### Rows:
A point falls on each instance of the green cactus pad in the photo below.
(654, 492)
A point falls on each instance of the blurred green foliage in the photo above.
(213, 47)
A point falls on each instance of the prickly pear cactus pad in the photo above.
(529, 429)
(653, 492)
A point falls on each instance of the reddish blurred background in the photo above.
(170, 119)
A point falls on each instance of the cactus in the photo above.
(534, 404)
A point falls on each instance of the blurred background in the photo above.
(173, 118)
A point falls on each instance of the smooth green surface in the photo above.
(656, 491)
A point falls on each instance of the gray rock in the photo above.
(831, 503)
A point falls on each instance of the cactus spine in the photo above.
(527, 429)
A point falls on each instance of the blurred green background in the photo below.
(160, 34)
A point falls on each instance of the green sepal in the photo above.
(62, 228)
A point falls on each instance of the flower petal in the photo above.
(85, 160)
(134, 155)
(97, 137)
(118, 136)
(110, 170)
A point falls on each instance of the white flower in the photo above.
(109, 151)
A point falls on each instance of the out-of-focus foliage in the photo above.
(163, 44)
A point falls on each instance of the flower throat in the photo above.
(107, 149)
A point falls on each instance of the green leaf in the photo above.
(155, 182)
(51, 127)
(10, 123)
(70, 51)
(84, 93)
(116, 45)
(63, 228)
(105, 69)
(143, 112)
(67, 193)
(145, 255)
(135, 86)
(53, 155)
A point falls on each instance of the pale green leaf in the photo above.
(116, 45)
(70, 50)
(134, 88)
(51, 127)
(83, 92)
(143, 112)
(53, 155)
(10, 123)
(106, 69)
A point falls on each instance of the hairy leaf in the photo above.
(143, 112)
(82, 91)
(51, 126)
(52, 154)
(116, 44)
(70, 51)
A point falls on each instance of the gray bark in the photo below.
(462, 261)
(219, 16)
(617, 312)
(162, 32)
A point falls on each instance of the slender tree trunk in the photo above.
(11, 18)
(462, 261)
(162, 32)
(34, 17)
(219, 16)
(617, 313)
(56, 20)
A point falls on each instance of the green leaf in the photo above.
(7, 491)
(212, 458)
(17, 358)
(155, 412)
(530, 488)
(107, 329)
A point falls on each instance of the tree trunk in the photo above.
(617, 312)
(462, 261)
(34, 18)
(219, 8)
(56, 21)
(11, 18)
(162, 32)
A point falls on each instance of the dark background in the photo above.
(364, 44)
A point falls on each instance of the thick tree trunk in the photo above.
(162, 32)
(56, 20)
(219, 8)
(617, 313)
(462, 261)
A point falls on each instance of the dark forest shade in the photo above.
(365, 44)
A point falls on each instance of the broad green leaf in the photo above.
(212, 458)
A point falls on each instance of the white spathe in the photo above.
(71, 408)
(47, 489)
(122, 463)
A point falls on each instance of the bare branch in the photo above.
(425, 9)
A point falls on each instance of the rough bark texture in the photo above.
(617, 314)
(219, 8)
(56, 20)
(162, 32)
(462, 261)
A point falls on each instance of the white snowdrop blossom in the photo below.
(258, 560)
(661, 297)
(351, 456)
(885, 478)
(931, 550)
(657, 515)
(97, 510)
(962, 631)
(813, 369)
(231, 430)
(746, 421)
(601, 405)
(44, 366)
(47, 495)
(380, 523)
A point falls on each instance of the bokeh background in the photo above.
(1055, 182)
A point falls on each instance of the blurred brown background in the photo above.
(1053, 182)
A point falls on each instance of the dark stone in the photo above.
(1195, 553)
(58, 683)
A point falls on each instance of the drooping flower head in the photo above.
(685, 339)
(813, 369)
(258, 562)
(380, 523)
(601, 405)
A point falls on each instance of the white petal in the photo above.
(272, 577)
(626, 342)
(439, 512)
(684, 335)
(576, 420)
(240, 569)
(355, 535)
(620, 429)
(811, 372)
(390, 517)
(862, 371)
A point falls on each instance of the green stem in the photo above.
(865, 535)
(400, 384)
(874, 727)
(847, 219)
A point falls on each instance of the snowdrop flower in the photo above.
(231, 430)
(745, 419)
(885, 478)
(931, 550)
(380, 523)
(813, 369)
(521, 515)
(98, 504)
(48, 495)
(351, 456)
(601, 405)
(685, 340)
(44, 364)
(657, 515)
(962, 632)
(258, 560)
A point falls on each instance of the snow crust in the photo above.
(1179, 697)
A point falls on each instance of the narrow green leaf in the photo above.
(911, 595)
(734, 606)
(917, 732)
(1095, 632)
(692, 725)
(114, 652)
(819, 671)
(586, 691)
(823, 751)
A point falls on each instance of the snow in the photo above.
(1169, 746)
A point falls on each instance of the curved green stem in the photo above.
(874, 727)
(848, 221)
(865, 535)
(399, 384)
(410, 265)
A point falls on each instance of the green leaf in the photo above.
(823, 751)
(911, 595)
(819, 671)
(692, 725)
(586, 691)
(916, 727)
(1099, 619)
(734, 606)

### Problem requirements:
Would you give the material above again, complete and exact?

### Task response:
A point falls on each instance of the green cactus pad in the photo below.
(654, 492)
A point falls on each instance of the blurred green foliage in the photo above.
(213, 47)
A point falls on each instance of the prickly pear cactus pad in the photo above.
(529, 429)
(653, 492)
A point falls on each instance of the reddish blurred background in the photo above.
(170, 119)
A point falls on each instance of the cactus in the photo above.
(534, 404)
A point falls on each instance of the blurred background in the photo above.
(173, 118)
A point falls on each instance of the smooth green surface in the photo above.
(656, 491)
A point falls on each instance of the gray rock in the photo above.
(831, 503)
A point falls on each instance of the cactus spine in the photo above.
(527, 429)
A point falls on each instance of the blurred green background in the photo below.
(160, 34)
A point falls on each instance of the green sepal in the photo above.
(62, 228)
A point falls on each instance of the flower petal in the photo above.
(85, 160)
(134, 155)
(97, 137)
(118, 136)
(110, 170)
A point falls on each instance of the white flower in the photo above.
(109, 151)
A point falls on each instance of the out-of-focus foliage in the photo above.
(163, 44)
A point falls on each instance of the flower throat in the photo above.
(107, 149)
A point falls on each instance of the green leaf in the photo above.
(155, 182)
(51, 127)
(10, 123)
(70, 51)
(84, 93)
(116, 45)
(63, 228)
(105, 69)
(143, 112)
(67, 193)
(145, 255)
(135, 86)
(53, 155)
A point falls on each instance of the pale green leaf in the photo above.
(116, 45)
(70, 50)
(134, 88)
(51, 127)
(83, 92)
(143, 112)
(53, 155)
(10, 123)
(106, 69)
A point falls on each instance of the hairy leaf in the photo above.
(143, 112)
(82, 91)
(51, 126)
(52, 154)
(116, 44)
(70, 51)
A point falls on each instance of the gray bark in the photo below.
(462, 261)
(219, 16)
(617, 312)
(162, 32)
A point falls on each instance of the slender tree trunk in the photo above.
(11, 18)
(462, 261)
(162, 32)
(34, 17)
(219, 16)
(617, 313)
(56, 20)
A point falls on each instance of the green leaf in the photo above.
(7, 491)
(212, 458)
(17, 358)
(155, 412)
(530, 488)
(107, 329)
A point falls on each instance of the tree trunk in the photo above.
(617, 312)
(462, 261)
(34, 18)
(219, 8)
(56, 21)
(11, 18)
(162, 32)
A point falls on each instance of the dark background in the photo above.
(364, 44)
A point falls on each instance of the thick tree trunk in the photo above.
(162, 32)
(56, 20)
(219, 8)
(617, 313)
(462, 261)
A point falls on each instance of the dark forest shade in the photo above.
(365, 44)
A point falls on each instance of the broad green leaf in the photo above.
(212, 458)
A point falls on each instance of the white spathe in the photo above.
(71, 408)
(47, 489)
(122, 463)
A point falls on each instance of the bare branch in the photo above.
(425, 9)
A point falls on each instance of the rough bark texture in the photo above.
(617, 314)
(219, 8)
(56, 20)
(162, 32)
(462, 261)
A point falls on each instance of the white snowdrop blossom in the photo below.
(258, 560)
(661, 297)
(351, 456)
(885, 478)
(931, 550)
(657, 515)
(97, 510)
(962, 631)
(813, 369)
(231, 430)
(746, 421)
(601, 405)
(44, 366)
(47, 495)
(380, 523)
A point falls on each instance of the bokeh background in the photo above.
(1055, 182)
A point falls on each instance of the blurred brown background in the photo above.
(1053, 182)
A point falls on each instance of the dark stone in the photo above.
(1195, 553)
(58, 683)
A point falls on each instance of the drooping flower head in the photo above.
(685, 339)
(813, 369)
(258, 562)
(380, 523)
(601, 405)
A point falls on each instance of the white petal in the photo above.
(272, 577)
(626, 342)
(439, 512)
(684, 335)
(576, 420)
(240, 569)
(355, 535)
(620, 429)
(811, 372)
(390, 517)
(862, 371)
A point falls on each instance of the green stem in the photo above.
(865, 535)
(400, 384)
(874, 727)
(847, 219)
A point falls on each instance of the snowdrop flower in the photo above.
(231, 430)
(745, 419)
(885, 478)
(931, 550)
(380, 523)
(813, 369)
(521, 515)
(98, 504)
(48, 495)
(351, 456)
(601, 405)
(685, 340)
(44, 364)
(657, 515)
(962, 632)
(258, 560)
A point falls on each instance of the snow crust in the photo above.
(1179, 697)
A point falls on each instance of the narrow green leaf in the photo above.
(911, 595)
(734, 606)
(917, 732)
(1095, 632)
(692, 725)
(114, 652)
(819, 671)
(586, 691)
(823, 751)
A point falls on each instance of the snow in the photo above.
(1169, 746)
A point falls on each instance of the curved green stem in the photo above.
(874, 727)
(848, 221)
(865, 535)
(399, 384)
(410, 265)
A point falls on each instance of the green leaf in the photo above.
(823, 751)
(911, 595)
(819, 671)
(692, 725)
(586, 691)
(916, 727)
(1099, 619)
(734, 606)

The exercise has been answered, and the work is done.